- Given problem
Please print all of the rows below word for word, changing nothing.

>> START Records

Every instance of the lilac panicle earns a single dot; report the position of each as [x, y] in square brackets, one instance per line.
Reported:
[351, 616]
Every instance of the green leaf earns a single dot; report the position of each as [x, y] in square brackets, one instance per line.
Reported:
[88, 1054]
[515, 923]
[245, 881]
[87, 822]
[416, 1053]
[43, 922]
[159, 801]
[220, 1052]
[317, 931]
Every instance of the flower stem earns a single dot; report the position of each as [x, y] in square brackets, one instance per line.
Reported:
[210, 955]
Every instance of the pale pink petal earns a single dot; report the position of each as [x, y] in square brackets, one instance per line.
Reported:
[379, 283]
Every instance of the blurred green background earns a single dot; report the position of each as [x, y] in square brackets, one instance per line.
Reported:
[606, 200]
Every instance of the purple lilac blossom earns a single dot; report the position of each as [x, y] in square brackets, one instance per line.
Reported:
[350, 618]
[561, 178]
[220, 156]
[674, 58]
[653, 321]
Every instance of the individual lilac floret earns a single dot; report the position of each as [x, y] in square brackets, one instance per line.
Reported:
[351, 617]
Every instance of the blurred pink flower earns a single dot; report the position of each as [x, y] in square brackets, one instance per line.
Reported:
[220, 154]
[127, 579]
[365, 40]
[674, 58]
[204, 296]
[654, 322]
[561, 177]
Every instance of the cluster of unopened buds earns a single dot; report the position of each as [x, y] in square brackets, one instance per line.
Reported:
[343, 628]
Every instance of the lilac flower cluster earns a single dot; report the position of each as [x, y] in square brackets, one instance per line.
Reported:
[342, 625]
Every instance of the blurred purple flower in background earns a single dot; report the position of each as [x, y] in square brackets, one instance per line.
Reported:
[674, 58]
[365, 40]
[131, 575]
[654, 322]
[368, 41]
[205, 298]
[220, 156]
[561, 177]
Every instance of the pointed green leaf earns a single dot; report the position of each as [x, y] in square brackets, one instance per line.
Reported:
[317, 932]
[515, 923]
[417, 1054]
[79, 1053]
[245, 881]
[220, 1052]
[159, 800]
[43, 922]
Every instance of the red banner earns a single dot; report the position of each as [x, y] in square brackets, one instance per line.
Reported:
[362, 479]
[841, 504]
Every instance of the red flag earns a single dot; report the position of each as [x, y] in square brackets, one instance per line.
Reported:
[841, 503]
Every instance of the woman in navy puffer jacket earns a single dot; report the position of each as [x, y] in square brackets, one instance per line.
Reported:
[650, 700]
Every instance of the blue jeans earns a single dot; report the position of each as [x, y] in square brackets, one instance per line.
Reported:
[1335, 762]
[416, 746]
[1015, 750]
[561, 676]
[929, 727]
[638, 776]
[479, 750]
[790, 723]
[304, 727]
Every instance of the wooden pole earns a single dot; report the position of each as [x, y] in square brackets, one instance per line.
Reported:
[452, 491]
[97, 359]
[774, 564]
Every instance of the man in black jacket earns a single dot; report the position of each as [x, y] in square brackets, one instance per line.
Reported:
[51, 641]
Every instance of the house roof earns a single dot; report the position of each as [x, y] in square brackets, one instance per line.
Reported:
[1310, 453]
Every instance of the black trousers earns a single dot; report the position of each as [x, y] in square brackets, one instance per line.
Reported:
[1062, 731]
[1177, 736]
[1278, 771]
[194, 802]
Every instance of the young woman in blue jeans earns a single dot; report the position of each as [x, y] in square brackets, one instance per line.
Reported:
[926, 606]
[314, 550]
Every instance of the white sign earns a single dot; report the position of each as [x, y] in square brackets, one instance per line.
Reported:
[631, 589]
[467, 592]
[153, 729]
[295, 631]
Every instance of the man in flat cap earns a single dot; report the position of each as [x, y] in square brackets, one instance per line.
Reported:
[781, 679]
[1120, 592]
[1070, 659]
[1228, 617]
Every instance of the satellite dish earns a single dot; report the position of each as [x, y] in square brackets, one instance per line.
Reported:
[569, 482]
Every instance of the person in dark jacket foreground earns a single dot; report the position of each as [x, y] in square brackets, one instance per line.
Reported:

>> END Records

- Expected output
Every instance of the lilac panicle earns a single dot; report the position of each as [x, y] in square brackets, one instance per line.
Reported:
[351, 616]
Every instance of the green leaf earns a single dot; report the position of each as [x, y] in square brackets, one instance per line.
Reported:
[88, 1054]
[515, 923]
[245, 881]
[87, 822]
[416, 1053]
[43, 922]
[159, 801]
[220, 1052]
[317, 931]
Every instance of the flower stem earns a single dot; report the position of each as [x, y] in square brackets, one instance per line.
Reported:
[210, 955]
Every instance of the pale pink petal earns a single dot; report the position of each as [x, y] in square brackets, one instance per line.
Reported:
[379, 283]
Every instance of the blurred green background earns a single dot; report the position of each as [x, y] in square brackets, one instance per line.
Reported:
[606, 200]
Every instance of the purple lilac blossom earns a single dot; report the position of each as [x, y] in square brackets, one instance per line.
Reported:
[350, 618]
[561, 178]
[220, 156]
[674, 58]
[653, 321]
Every instance of the individual lilac floret earns a single dot; report the position of each as [x, y] in square brackets, one instance per line.
Reported:
[351, 617]
Every instance of the blurred pink flower earns a single dot; report the position of each as [x, y] in square brackets, one instance per line.
Reported:
[220, 154]
[127, 579]
[365, 40]
[674, 58]
[204, 296]
[654, 322]
[561, 177]
Every instance of the cluster of unopened buds earns a single dot; report the position of each as [x, y] in square brackets, one instance per line.
Reported:
[343, 628]
Every instance of the lilac flower cluster earns a single dot; report the position of each as [x, y] in square brackets, one instance per line.
Reported:
[342, 625]
Every instance of the blurred purple flower in background earns a single dot; report the position of each as [x, y] in square brackets, one instance per line.
Reported:
[674, 58]
[365, 40]
[131, 575]
[654, 322]
[368, 41]
[205, 298]
[220, 156]
[561, 177]
Every instance of the pointed green leaf earns a single dot; report the position of each as [x, y] in square brackets, one instance per line.
Reported:
[317, 932]
[515, 923]
[417, 1054]
[79, 1053]
[245, 881]
[220, 1052]
[159, 800]
[43, 922]
Every instance of the red banner earns a single dot; report the position of each as [x, y] in square brackets, one instance per line.
Reported:
[362, 479]
[841, 504]
Every instance of the red flag earns a single dot; report the position of each as [x, y] in square brackets, one instance per line.
Reported:
[841, 503]
Every instance of the woman in navy puffer jacket earns a single dot; report the position of each as [x, y] in square brackets, one instance per line.
Reported:
[650, 700]
Every instance of the blue jeans earns a single dot; report the position of each as [x, y] in square brackets, one instance per line.
Reported:
[1335, 762]
[416, 746]
[1015, 750]
[561, 676]
[929, 727]
[638, 776]
[479, 750]
[790, 723]
[304, 727]
Every instance of the wooden pole earns a single dot; report the position of each as [x, y] in square brackets, one instance per line.
Reported:
[452, 491]
[97, 359]
[774, 564]
Every instance of the man in black jacket earns a single dot; report the position of each as [x, y] in square brackets, one instance per line.
Reported:
[51, 641]
Every instance of the house roof earns a single dot; report the position of each as [x, y] in square brackets, one instance per line.
Reported:
[1310, 453]
Every instance of the black trousers earns a single dot; report the position of each as [x, y] in square brackets, one instance per line.
Reported:
[1062, 731]
[1177, 736]
[1278, 771]
[194, 802]
Every instance of the young woman in blue jeans earns a single dot; report the position of each as [x, y] in square brackets, one instance per line.
Reported:
[926, 606]
[314, 550]
Every instance of the white sign earns a single dot; report the position of each as [x, y] in square brackets, one instance per line.
Reported:
[631, 589]
[467, 592]
[153, 729]
[295, 631]
Every instance of the man in flat cap earns a single dot; report the position of each as [x, y] in square brackets, one instance per line.
Reported:
[781, 679]
[1120, 592]
[1070, 659]
[1228, 617]
Every instance of the satellite dish earns a single dot; report the position of each as [x, y] in square brackets, one instance per line.
Reported:
[569, 482]
Every instance of the person in dark jacket foreground earns a single dot; report the position of each as [x, y] in square brackets, one instance per line.
Reported:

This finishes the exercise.